+++ Извлеченный текст +++

И вот чего при всей очевидной пустяшности (подумаешь, всего лишь переиздание, я и неизданные рукописи своих книг, счетом, кажется, пять, полагаю весьма малой потерей) забыть, оказывается, не могу. Сейчас, по крайности, вспомнилось резко.
– С. Б., о чем вы таком говорите?
– Ну как же… Мы же и обложку выбрали с вами… И сроки прошли… И аванс вы мне обещали…
– С. Б., вы что-то путаете. Никаких договоренностей не было.
Еще и еще раз: понимаю, какая все это чепуха. Да и тогда не воспринималось – сколько-нибудь драматически. Но как вспомню взгляд красивых и честных глаз…
Итак, членам партии было поставлено условие: назови того, кто дал тебе подписать письмо, и отделаешься выговором. Иначе – вон из рядов. (В самом трагикомическом положении оказался Валя Непомнящий: назвать того, кто подвиг его на дерзкий поступок, он не мог уже потому, что пыл одним из авторов осуждаемого протеста.)
Что касается Балтера, то он не только никого не нажал, но его самого выдал, предательством сохранив себе место в гнездилище чести, ума и совести, писатель, насчет гордости коего вроде бы можно было не сомневаться. Тем более: «Если они посмеют меня тронуть, я подниму всех своих друзей по лагерю!» – так, как рассказывал мне Борис, кипятился тот, за которым стоял плен, потом два лагеря, немецкий и наш, «проверочный», стояли книги, объявленные школой мужества (вот, дескать, что перенес человек, а не усомнился в правоте партии). Однако – нажал, выдал, и предстал наш Боря перед товарищами по парторганизации журнала «Юность», где состоял на учете.
Правда, товарищи его не слишком пытали. Критик Женя Сидоров, впоследствии – министр Евгений Юрьевич, даже заявил, что хотел бы быть похожим на Балтера. Но ритуал есть ритуал.
– Борис! – вопросил кто-то. – И все же каким образом письмо, адресованное правительству, подхватили вражеские радиоголоса? Как оно могло к ним попасть?

+++ Исходные данные +++

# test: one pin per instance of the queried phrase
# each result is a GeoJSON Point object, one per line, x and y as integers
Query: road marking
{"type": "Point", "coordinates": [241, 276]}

+++

* _Задания_
a: Согласуются ли с отрывком воспоминаний утверждения (i), (ii), (iii)? На каждое ответьте «да» или «нет» и приведите решающие слова текста в кавычках.
(i) Критик Женя Сидоров позднее стал министром.
(ii) Тому, кто назовет давшего ему подписать письмо, грозило исключение из партии.
(iii) Борис состоял на учете в парторганизации журнала «Юность».
b: Перечислите все доводы, которые в отрывке воспоминаний приводятся в ответ на вопрос «С. Б., о чем вы таком говорите?»

* _Ответы_
a:
(i) Да: «Критик Женя Сидоров, впоследствии – министр Евгений Юрьевич».
(ii) Нет: «назови того, кто дал тебе подписать письмо, и отделаешься выговором».
(iii) Да: «предстал наш Боря перед товарищами по парторганизации журнала «Юность», где состоял на учете».

b:
1. Вместе выбрали обложку.
2. Сроки прошли.
3. Был обещан аванс.